## WHAT YOU NEED TO DO
Lines in the listing below that contain the string "road" are to be found and copied.

## INFORMATION
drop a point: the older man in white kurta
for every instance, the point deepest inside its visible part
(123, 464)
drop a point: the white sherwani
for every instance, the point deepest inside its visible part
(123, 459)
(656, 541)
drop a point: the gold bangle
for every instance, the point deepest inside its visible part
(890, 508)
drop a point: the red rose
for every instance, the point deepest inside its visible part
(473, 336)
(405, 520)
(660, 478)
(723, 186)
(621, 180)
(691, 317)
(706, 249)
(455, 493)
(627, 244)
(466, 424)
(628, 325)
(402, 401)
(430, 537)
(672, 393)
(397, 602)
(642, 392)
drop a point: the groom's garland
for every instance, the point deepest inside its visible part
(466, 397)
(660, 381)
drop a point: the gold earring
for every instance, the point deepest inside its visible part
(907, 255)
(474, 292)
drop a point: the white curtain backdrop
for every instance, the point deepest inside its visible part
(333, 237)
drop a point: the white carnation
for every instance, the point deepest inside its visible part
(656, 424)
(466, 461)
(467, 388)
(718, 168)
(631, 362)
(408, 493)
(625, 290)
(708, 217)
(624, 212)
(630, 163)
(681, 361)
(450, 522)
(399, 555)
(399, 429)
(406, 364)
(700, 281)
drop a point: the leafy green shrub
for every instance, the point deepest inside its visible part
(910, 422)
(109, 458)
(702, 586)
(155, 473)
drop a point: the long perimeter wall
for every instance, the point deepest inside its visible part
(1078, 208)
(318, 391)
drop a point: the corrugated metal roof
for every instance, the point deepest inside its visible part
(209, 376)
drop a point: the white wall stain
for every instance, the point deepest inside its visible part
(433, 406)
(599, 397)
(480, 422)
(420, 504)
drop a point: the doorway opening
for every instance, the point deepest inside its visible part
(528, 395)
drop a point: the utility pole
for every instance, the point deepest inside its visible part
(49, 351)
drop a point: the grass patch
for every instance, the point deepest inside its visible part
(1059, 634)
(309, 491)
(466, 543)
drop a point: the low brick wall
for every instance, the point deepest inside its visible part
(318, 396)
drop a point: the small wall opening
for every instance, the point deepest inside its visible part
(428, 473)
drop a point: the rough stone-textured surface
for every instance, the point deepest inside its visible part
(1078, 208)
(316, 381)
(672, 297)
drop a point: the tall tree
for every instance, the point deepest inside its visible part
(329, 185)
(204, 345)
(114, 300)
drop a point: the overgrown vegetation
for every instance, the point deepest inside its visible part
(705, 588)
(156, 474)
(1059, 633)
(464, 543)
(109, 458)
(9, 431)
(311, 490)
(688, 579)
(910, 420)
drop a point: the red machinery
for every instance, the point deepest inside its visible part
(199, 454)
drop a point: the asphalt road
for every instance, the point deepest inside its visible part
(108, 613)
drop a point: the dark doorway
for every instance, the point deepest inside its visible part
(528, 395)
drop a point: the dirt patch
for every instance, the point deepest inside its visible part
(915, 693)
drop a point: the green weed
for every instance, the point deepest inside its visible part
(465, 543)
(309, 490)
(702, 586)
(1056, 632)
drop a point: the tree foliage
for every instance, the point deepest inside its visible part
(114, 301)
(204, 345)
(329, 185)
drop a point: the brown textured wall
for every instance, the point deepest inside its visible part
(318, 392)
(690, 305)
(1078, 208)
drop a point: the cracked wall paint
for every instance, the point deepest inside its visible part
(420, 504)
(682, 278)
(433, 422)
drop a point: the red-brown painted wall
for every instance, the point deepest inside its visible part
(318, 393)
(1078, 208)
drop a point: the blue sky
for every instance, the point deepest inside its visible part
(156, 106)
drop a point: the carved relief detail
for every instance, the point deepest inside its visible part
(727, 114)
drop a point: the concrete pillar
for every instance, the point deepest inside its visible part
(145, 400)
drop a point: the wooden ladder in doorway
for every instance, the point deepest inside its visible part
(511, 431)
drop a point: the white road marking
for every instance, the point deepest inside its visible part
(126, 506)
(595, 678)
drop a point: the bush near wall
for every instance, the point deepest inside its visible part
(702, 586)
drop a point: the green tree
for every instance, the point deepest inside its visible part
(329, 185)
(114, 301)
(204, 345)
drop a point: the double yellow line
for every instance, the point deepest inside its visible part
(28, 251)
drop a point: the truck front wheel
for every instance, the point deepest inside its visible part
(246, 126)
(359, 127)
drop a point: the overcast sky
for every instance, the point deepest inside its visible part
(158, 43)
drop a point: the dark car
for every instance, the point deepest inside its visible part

## EXERCISE RESULT
drop a point: the asphalt road
drop a point: the white road marking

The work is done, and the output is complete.